__Data excerpts__
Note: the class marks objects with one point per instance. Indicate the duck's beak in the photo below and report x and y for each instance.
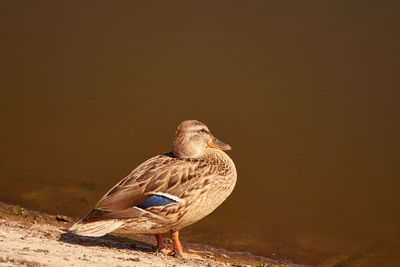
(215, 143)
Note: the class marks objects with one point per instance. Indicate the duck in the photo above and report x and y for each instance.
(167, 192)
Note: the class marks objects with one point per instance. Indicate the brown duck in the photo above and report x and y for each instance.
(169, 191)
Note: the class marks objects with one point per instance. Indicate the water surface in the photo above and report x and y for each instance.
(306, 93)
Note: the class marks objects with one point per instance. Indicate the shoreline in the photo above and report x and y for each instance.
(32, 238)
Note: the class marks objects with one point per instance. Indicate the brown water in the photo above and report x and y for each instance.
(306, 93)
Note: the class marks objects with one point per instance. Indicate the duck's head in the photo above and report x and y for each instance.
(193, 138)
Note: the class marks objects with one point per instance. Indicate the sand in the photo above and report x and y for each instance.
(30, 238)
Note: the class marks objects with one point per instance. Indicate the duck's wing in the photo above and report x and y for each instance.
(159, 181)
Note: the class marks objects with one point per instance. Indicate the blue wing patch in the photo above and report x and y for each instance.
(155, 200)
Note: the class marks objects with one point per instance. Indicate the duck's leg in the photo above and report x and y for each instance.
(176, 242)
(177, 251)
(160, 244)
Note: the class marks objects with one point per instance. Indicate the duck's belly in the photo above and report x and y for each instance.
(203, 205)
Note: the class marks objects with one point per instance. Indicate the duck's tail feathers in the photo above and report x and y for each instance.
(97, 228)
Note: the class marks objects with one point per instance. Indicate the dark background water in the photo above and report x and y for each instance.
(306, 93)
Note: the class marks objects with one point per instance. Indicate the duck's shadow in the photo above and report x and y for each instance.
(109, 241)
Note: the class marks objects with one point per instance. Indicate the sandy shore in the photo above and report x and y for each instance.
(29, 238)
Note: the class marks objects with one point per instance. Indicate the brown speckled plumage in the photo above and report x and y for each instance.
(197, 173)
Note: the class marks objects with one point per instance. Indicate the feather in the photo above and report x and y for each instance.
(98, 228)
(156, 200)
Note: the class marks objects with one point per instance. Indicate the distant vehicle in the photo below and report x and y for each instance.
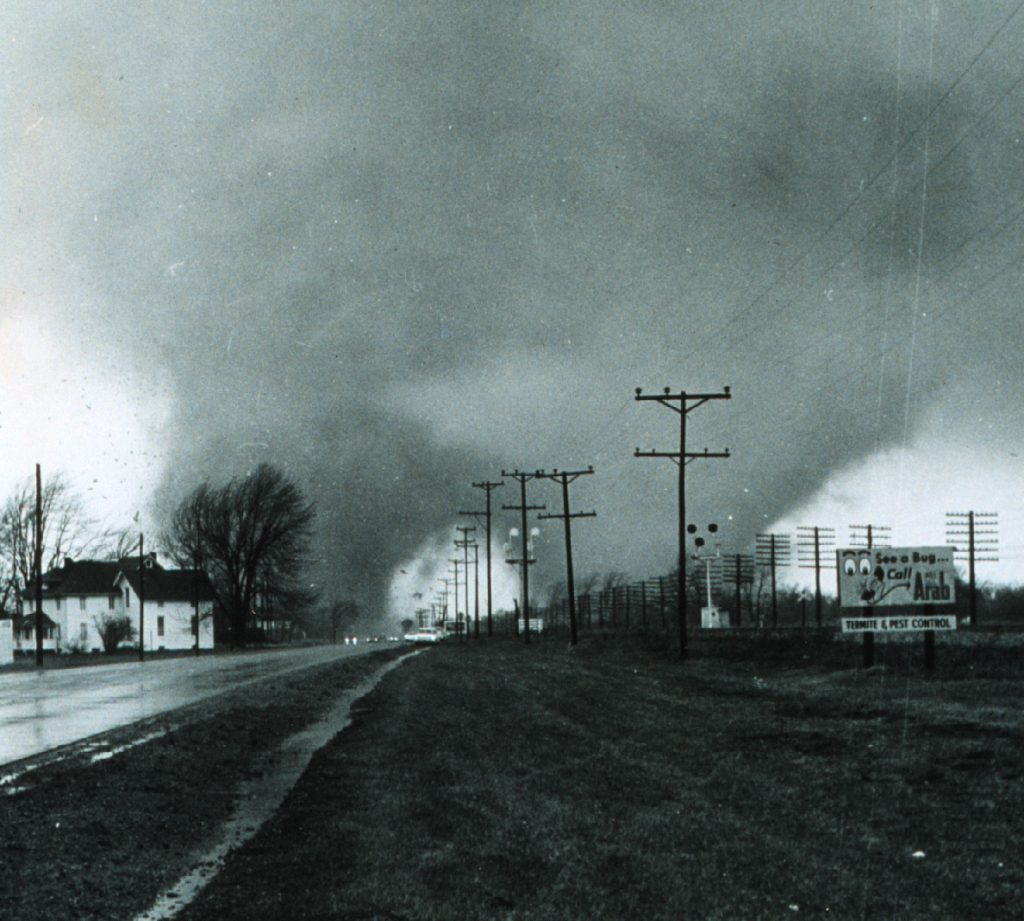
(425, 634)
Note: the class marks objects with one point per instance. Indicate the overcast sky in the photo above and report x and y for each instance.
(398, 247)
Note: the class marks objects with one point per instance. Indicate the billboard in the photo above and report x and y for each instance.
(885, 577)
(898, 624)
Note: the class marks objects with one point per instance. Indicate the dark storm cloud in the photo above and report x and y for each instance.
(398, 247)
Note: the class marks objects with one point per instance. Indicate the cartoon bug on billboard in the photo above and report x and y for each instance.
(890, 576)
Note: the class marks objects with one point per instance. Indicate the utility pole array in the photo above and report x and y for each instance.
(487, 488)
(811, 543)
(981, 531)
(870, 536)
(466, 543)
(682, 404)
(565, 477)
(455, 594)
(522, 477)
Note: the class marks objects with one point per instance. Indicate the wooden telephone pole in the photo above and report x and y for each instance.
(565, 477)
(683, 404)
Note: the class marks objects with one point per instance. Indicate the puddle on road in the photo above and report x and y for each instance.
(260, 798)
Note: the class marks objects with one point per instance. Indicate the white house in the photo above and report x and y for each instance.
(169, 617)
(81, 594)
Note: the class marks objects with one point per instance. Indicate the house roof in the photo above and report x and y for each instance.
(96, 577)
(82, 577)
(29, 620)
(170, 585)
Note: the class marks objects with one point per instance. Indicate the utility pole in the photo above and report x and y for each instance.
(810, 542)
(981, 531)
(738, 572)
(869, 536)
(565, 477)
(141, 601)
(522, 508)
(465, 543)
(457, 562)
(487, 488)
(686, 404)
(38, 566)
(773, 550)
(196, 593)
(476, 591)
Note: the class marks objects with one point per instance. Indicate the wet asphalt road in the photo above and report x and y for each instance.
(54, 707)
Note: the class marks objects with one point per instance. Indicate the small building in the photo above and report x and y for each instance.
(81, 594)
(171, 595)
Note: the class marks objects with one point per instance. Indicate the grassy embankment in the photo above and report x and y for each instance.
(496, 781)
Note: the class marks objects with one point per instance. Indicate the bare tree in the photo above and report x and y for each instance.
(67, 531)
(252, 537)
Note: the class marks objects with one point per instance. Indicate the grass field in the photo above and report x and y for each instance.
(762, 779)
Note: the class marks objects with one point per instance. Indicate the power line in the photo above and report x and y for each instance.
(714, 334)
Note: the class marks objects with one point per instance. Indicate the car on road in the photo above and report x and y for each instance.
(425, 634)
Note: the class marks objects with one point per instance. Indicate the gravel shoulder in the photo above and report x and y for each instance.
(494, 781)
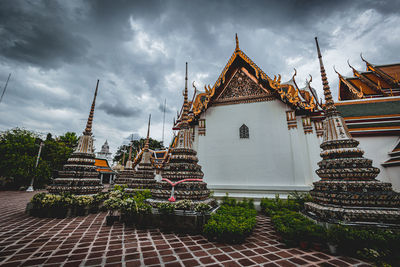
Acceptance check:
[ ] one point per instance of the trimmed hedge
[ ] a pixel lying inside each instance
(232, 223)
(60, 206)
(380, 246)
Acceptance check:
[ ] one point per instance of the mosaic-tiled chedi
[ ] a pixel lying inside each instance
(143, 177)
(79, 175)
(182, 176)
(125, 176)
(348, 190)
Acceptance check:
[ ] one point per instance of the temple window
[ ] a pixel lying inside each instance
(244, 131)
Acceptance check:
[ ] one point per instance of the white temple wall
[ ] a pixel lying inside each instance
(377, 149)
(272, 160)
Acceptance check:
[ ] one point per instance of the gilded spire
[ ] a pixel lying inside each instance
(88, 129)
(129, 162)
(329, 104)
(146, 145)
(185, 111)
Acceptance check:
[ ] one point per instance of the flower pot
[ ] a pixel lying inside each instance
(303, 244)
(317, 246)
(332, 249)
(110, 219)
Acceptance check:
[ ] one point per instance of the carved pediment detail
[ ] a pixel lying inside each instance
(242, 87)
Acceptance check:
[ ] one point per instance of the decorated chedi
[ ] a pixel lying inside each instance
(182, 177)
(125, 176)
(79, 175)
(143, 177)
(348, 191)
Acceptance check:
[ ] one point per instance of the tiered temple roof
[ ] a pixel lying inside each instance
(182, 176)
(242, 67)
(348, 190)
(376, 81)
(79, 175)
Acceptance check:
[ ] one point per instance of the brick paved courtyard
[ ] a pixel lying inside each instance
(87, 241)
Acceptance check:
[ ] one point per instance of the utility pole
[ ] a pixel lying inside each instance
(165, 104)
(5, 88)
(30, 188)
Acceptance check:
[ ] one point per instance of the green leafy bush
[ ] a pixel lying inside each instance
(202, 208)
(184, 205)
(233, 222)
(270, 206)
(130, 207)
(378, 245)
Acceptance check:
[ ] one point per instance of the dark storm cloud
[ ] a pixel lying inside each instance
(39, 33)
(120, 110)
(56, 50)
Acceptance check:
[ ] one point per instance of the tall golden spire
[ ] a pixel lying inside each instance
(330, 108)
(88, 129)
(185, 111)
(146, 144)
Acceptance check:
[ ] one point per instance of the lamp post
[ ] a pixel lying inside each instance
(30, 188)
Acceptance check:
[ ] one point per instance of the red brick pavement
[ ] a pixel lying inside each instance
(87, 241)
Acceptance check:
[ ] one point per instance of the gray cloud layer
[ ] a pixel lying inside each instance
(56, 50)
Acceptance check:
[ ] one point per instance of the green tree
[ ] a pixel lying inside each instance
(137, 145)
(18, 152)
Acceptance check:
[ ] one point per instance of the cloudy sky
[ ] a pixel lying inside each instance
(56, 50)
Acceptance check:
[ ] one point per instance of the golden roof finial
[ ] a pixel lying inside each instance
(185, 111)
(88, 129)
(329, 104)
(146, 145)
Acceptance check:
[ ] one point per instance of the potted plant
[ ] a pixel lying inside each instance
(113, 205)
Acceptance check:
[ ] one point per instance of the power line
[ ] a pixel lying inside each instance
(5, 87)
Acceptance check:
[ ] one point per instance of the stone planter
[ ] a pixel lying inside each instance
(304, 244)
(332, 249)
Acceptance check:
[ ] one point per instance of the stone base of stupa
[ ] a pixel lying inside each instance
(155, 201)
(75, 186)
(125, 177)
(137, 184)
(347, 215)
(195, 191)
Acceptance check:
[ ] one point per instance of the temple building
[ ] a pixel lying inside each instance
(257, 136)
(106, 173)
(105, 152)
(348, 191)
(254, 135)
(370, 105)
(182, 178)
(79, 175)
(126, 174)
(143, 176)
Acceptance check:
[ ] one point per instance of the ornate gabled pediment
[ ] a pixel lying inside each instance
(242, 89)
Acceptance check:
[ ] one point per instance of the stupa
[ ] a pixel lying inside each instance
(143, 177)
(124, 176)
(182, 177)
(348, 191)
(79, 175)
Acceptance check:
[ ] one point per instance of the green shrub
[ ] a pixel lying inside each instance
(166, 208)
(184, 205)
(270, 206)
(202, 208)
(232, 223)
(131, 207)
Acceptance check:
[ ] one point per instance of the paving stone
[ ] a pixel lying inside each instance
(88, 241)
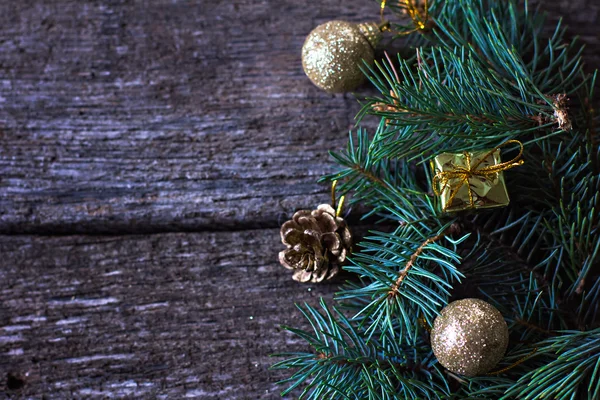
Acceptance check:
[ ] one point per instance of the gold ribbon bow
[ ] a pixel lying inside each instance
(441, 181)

__The problem__
Return, from the material above, every line with the word "stone".

__Task output__
[ ] one point per instance of the stone planter
[ ] one point per instance of the stone base of stupa
[ ] one point per instance of the paving stone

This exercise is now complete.